Aim | Render the items as a numbered list, starting at the line that contains "boxsearch fox sparrow --return coords" and ending at the last line of the items. Omit any blank lines.

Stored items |

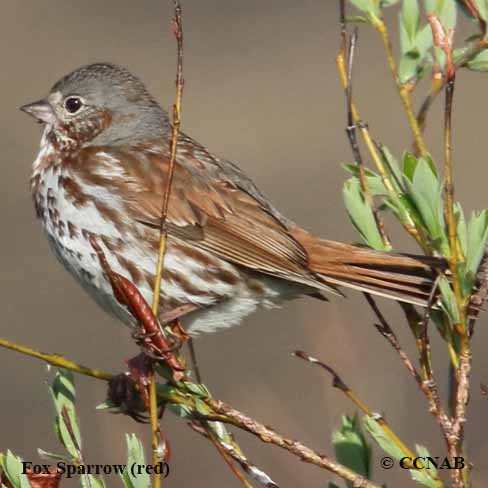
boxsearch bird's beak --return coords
[20,100,56,125]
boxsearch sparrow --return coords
[21,63,441,335]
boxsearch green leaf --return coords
[404,153,449,256]
[380,145,402,190]
[120,434,151,488]
[410,469,439,488]
[425,0,457,30]
[37,447,71,463]
[342,178,388,250]
[439,276,459,324]
[415,444,439,478]
[403,151,418,181]
[0,450,31,488]
[332,415,371,487]
[80,474,105,488]
[364,415,405,460]
[50,369,81,460]
[342,163,387,197]
[466,49,488,71]
[183,381,210,398]
[400,0,420,42]
[472,0,488,21]
[349,0,380,17]
[466,210,488,295]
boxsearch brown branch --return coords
[371,17,428,156]
[341,26,391,249]
[293,348,444,487]
[149,0,184,488]
[417,31,488,136]
[203,424,253,488]
[188,421,280,488]
[207,399,380,488]
[0,332,380,488]
[364,293,451,440]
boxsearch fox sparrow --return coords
[22,63,436,334]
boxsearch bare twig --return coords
[0,332,386,488]
[0,338,113,381]
[207,399,380,488]
[371,17,428,156]
[343,28,391,249]
[364,294,451,439]
[149,0,184,488]
[188,421,280,488]
[336,0,427,251]
[417,34,488,138]
[293,350,444,488]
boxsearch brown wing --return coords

Response to this exercise |
1. boxsearch fox sparrow --return coords
2. [22,63,436,334]
3. boxsearch bare twig --return coords
4. [0,332,386,488]
5. [0,338,113,381]
6. [207,399,380,488]
7. [371,17,428,156]
8. [343,28,391,249]
9. [364,294,451,439]
10. [149,0,184,488]
11. [188,421,280,488]
12. [336,0,427,251]
13. [417,34,488,138]
14. [293,350,444,488]
15. boxsearch brown wing --return coords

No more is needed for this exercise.